◆ STATED PROBLEM A ◆
Find every line in the records that contains the string "stucco", and copy each of those lines. Case counts.

◆ EXCERPTED PASSAGE ◆
═══
We expect the result to have the same number of rows as the left dataframe because each use_id in user_usage appears only once in user_device. A one-to-one mapping is not always the case. In merge operations where a single row in the left dataframe is matched by multiple rows in the right dataframe, multiple result rows will be generated. i.e. if a use_id value in user_usage appears twice in the user_device dataframe, there will be two rows for that use_id in the join result.

You can change the merge to a left-merge with the “how” parameter to your merge command. The top of the result dataframe contains the successfully matched items, and at the bottom contains the rows in user_usage that didn’t have a corresponding use_id in user_device.

result = pd.merge(user_usage,
                 user_device[['use_id', 'platform', 'device']],
                 on='use_id', 
                 how='left')

left joining is a common merge type in python and r — Left join example in pandas. Specify the join type in the “how” command. A left join, or left merge, keeps every row from the left dataframe.

left joining or left merging is used to find corresponding values in the right dataframe, while keeping all rows from the left. — Result from left-join or left-merge of two dataframes in Pandas. Rows in the left dataframe that have no corresponding join value in the right dataframe are left with NaN values.

Example of right merge / right join

For examples sake, we can repeat this process with a right join / right merge, simply by replacing how=’left’ with how=’right’ in the Pandas merge command.
═══
◆ STATED PROBLEM B ◆
Repeat the whole passage on merging dataframes in pandas, word for word.

◆ THE DATA ◆
═══
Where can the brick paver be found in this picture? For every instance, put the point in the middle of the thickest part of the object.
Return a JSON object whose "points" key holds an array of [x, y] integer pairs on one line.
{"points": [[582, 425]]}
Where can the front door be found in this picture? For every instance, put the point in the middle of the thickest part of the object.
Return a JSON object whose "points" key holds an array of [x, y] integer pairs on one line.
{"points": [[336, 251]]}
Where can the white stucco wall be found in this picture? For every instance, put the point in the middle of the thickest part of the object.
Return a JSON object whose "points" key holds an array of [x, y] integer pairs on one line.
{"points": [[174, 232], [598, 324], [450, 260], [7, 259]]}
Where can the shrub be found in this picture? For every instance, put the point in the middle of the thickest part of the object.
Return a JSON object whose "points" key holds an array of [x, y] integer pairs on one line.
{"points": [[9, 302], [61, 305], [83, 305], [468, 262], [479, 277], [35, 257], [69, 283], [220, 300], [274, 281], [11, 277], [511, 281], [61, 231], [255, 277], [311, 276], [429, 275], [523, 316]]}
═══
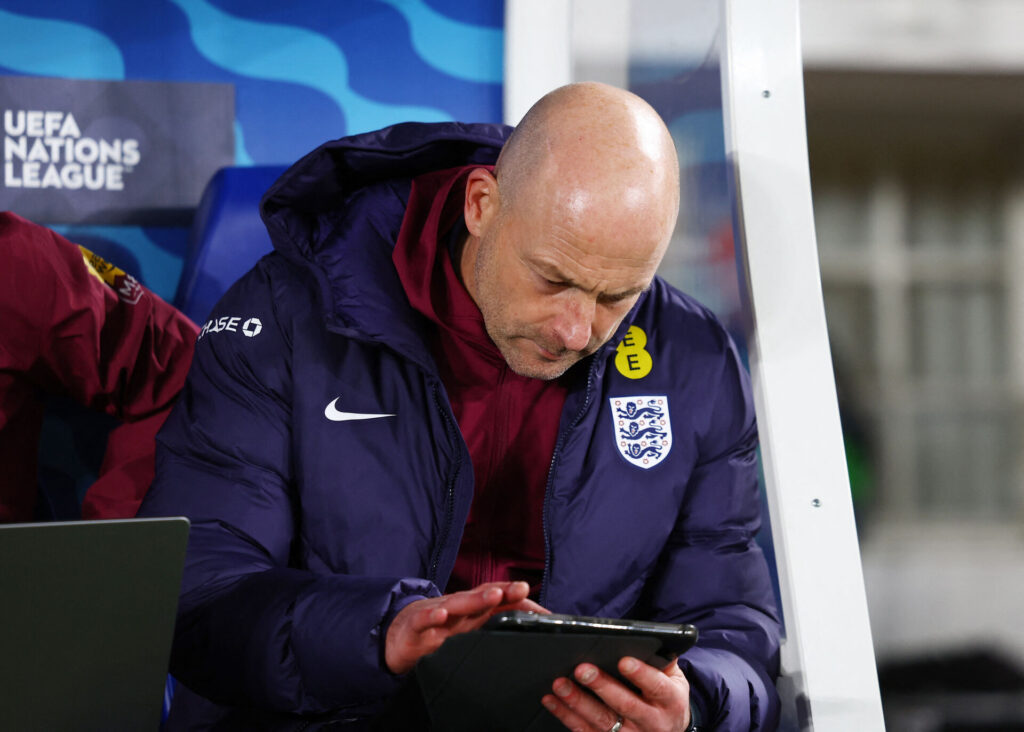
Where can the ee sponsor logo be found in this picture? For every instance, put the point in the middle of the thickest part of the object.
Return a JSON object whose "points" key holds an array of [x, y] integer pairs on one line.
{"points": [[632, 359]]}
═══
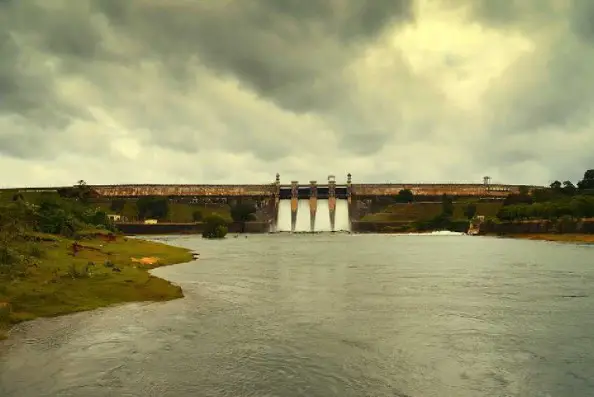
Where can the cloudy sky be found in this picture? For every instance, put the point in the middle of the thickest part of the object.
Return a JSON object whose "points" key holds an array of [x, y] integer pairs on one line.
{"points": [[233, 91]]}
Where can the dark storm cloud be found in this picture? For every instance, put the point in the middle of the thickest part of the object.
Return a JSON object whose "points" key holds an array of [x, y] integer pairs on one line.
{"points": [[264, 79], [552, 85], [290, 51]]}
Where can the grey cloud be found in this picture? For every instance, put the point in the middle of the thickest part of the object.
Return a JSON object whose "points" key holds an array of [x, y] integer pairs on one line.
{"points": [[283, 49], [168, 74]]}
═══
◆ WRITTEN REPLY A ◆
Where can the white stucco wall be found in this picture? For every instance, put the point in the middle of the thickest part of the object.

◆ WRITTEN REPLY B ◆
We expect the result to have the same number of rows as the left dataframe because each use_id in user_usage appears only once in user_device. A one-to-one mapping is not always the case. In merge operations where a single row in the left dataframe is matched by multiple rows in the right dataframe, multiple result rows will be generated. i.e. if a use_id value in user_usage appears twice in the user_device dataframe, there will be two rows for that use_id in the join result.

You can change the merge to a left-merge with the “how” parameter to your merge command. The top of the result dataframe contains the successfully matched items, and at the bottom contains the rows in user_usage that didn’t have a corresponding use_id in user_device.

result = pd.merge(user_usage,
                 user_device[['use_id', 'platform', 'device']],
                 on='use_id', 
                 how='left')

left joining is a common merge type in python and r — Left join example in pandas. Specify the join type in the “how” command. A left join, or left merge, keeps every row from the left dataframe.

left joining or left merging is used to find corresponding values in the right dataframe, while keeping all rows from the left. — Result from left-join or left-merge of two dataframes in Pandas. Rows in the left dataframe that have no corresponding join value in the right dataframe are left with NaN values.

Example of right merge / right join

For examples sake, we can repeat this process with a right join / right merge, simply by replacing how=’left’ with how=’right’ in the Pandas merge command.